[Instructions to follow]: Return each of the entries below word for word, with every line kept as it stands.

-- START OF Data provided --

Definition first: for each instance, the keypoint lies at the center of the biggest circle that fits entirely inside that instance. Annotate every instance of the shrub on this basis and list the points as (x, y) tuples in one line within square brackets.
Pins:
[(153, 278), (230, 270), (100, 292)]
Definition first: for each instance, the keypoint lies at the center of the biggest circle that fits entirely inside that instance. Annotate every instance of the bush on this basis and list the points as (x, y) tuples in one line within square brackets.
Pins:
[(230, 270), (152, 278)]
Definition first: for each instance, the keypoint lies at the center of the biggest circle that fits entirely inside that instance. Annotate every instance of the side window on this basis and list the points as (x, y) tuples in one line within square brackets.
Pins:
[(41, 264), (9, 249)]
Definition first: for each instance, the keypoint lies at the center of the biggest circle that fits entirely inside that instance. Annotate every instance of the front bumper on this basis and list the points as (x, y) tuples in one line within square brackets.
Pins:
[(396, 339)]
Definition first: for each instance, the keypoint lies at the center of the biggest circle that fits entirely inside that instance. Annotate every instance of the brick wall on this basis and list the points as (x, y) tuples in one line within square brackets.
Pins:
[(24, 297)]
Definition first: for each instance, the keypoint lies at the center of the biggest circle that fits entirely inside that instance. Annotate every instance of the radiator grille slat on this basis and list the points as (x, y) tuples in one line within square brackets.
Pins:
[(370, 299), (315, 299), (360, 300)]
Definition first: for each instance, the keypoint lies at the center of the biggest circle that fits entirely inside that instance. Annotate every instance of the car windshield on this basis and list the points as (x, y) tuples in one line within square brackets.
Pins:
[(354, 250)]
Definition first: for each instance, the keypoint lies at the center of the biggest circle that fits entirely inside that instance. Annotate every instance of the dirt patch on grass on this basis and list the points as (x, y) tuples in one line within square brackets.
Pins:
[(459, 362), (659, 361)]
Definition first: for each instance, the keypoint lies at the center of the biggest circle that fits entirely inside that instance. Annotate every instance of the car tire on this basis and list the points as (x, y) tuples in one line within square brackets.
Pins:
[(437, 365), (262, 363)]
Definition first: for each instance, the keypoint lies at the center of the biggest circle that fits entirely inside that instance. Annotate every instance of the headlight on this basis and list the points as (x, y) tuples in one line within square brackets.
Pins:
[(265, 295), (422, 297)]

-- END OF Data provided --

[Written solution]:
Definition first: for each instance, the keypoint lies at the center of the biggest circle that fits entirely inside that instance. Annotate every instance of the shrub on this basis and list the points as (x, y) tuples in one line within square brackets.
Pins:
[(153, 278), (230, 270), (100, 292)]
Definition first: for each instance, the keypoint lies at the center of the biggest circle that fits entirely inside that instance. Annotate every instance of the bush on this basis and list the points as (x, y) tuples in one line within square brackets.
Pins:
[(230, 270), (152, 278)]
Definition first: for each instance, the keypoint lies at the center of the biggest circle that fits entirely inside that instance. Annotate every instance of the side window on this basis and list the points as (x, y) tuples in one line within square brackets.
Pins:
[(41, 264), (9, 249)]
Definition first: for each instance, the keypoint lies at the center of the biggest circle that fits entirely inside that instance. Annotate every instance of the front bumper on this basis and list the points as (x, y) tuples in one line within square brackets.
Pins:
[(396, 339)]
Definition first: for each instance, the keypoint lies at the center of the biggest circle that fits entirely inside that instance. Annotate every instance of the brick wall on this basis and list the points as (x, y) tuples in one line within square brackets.
Pins:
[(24, 297)]
Definition first: for each instance, the keypoint lies at the center of the biggest circle that fits entirely inside that instance. Annotate every instance of the radiator grille slat on this basis and list the points as (x, y) tuples in one line within square brackets.
Pins:
[(370, 299), (315, 299), (360, 300)]
Definition first: for each instance, the keypoint lies at the center of the biggest circle that fits entirely inside that instance. Annotate every instance of the car windshield on this basis and list the points as (x, y) tuples in one line within square brackets.
Pins:
[(354, 250)]
Definition first: for each instance, the keypoint lies at the center of the biggest circle that fits entirely inside that instance. Annotate every instance of the dirt patch on grass on this basis and list the points as (x, y) tuples in one line within square brackets.
Pins:
[(459, 362), (659, 361)]
Definition first: for each instance, the keypoint lies at the center of the biggest circle that fits entirely inside that instance. Annotate every instance of the car tire on this basis and list the points as (x, y) tuples in one line within square brackets.
Pins:
[(437, 365), (262, 363)]
Definition first: for each instance, the keypoint lies at the center of the biggest circle that fits entirely inside that instance. Annotate every instance of the headlight on this basis and list the points as (x, y) tuples in one line within square brackets.
Pins:
[(265, 295), (422, 297)]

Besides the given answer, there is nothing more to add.